BEGIN READING TEXT
Budapest annulled deportation and Schengen bans for all seven Oschadbank employees and removed their data from registries. The decision was made not based on a court verdict, but because the country's own constitutional protection body withdrew the accusations.

Tetiana Suchkova-Ladik

By Tetiana Suchkova-Ladik

May 18, 2026 · 2 min read

Hungary Removed "National Security Threat" from Seven Security Guards — and Did It Before Court
Фото: Facebook-сторінка Ощадбанку

On May 18, the General Directorate of the Hungarian Police for Alien Affairs cancelled the deportation decision and three-year ban on stay in the Schengen area for all seven Oschadbank employees. The Hungarian side also ordered the immediate removal of the relevant records from state registers.

What happened in March

On March 5, Hungarian special services stopped two Oschadbank armored vehicles in Budapest that were transporting cash and gold from Austrian Raiffeisen Bank to Ukraine — $40 million, €35 million and nine kilograms of gold. Seven security guards were detained, deported the next day, and banned from entering the Schengen area for three years.
END READING TEXT
BEGIN DATA ROWS
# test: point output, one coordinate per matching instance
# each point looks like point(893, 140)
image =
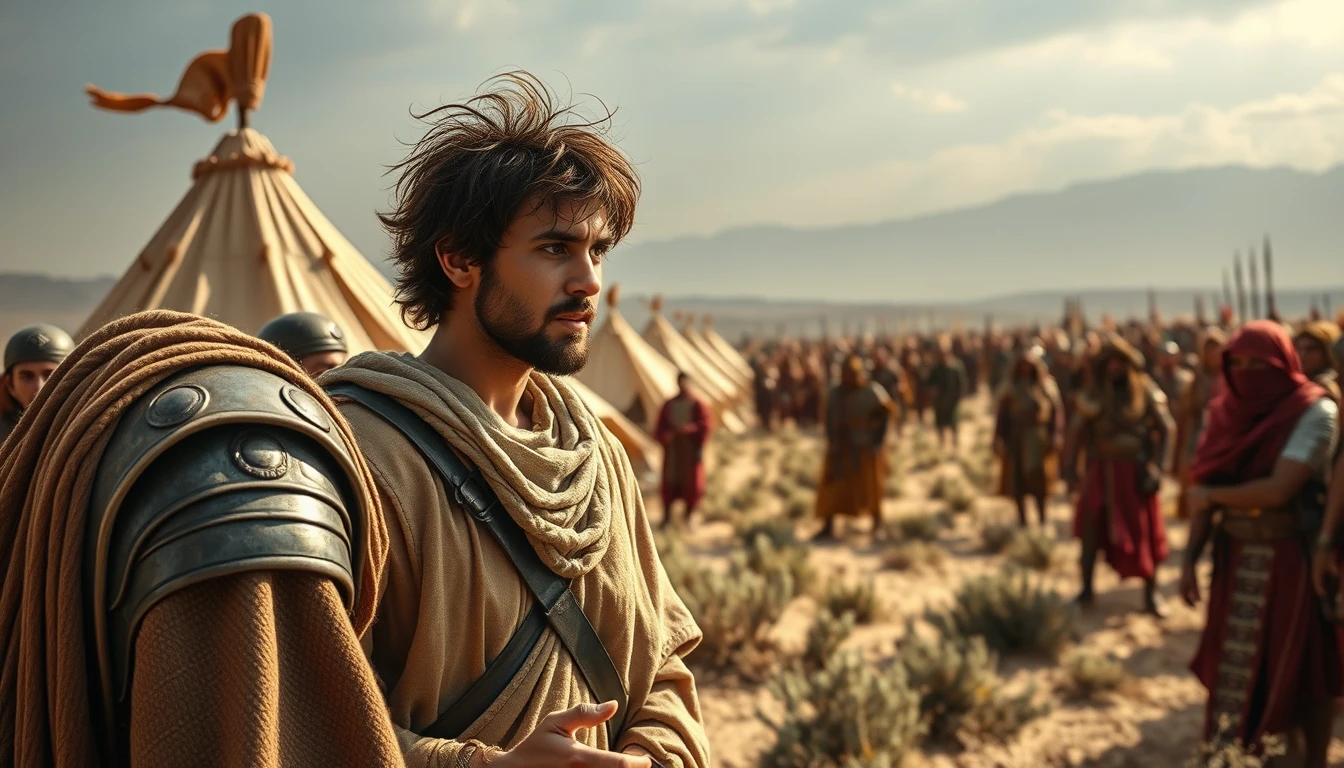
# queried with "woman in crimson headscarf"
point(1269, 657)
END DATA ROWS
PROBLEM SET -
• A. Reproduce the Oschadbank article word for word, starting at "By Tetiana Suchkova-Ladik" and ending at "from state registers.".
• B. Carry on the Oschadbank article from the point where it stops.

WRITTEN ANSWERS -
• A.
By Tetiana Suchkova-Ladik

May 18, 2026 · 2 min read

Hungary Removed "National Security Threat" from Seven Security Guards — and Did It Before Court
Фото: Facebook-сторінка Ощадбанку

On May 18, the General Directorate of the Hungarian Police for Alien Affairs cancelled the deportation decision and three-year ban on stay in the Schengen area for all seven Oschadbank employees. The Hungarian side also ordered the immediate removal of the relevant records from state registers.

• B.
Budapest's official versions kept changing: first — suspicion of money laundering, then — "possible connection with Ukrainian war mafia." The Hungarian side even released a video as evidence. Oschadbank established that Hungarian subtitles were added to the 2025 recording, where a security guard's words "it can be seen what you are doing" were transformed into "corrupt money can be seen."

"The complete cancellation of decisions regarding our employees is confirmation of Oschadbank's righteousness. We protected not only the rights of our people, but also the reputation of a state financial institution that operates exclusively within international law."

Yuriy Katsion, Chairman of Oschadbank Board

How the crisis was resolved

Two events unfolded in parallel. Oschadbank filed criminal and civil lawsuits in Hungarian courts. And parliamentary elections took place in Hungary: Peter Madar's "Tisa" party received over 53% of votes and formed a new government instead of Orban.

  • May 6 — Zelenskyy announced the complete return of cash and gold to Ukrainian territory.
  • May 18 — the Hungarian constitutional protection body officially withdrew conclusions about "threat to national security" from Ukrainian citizens. This was sufficient for the cancellation of all restrictions.

A key point: Budapest did not wait for the court proceedings to conclude. The Hungarian side retreated on its own — before the verdict.

Compensation remains open

Andriy Pyshny, Chairman of the National Bank of Ukraine, welcomed the return of assets but emphasized: the actions of the Hungarian side were unlawful, so Ukraine would demand compensation. Oschadbank itself still has active lawsuits in Hungarian courts.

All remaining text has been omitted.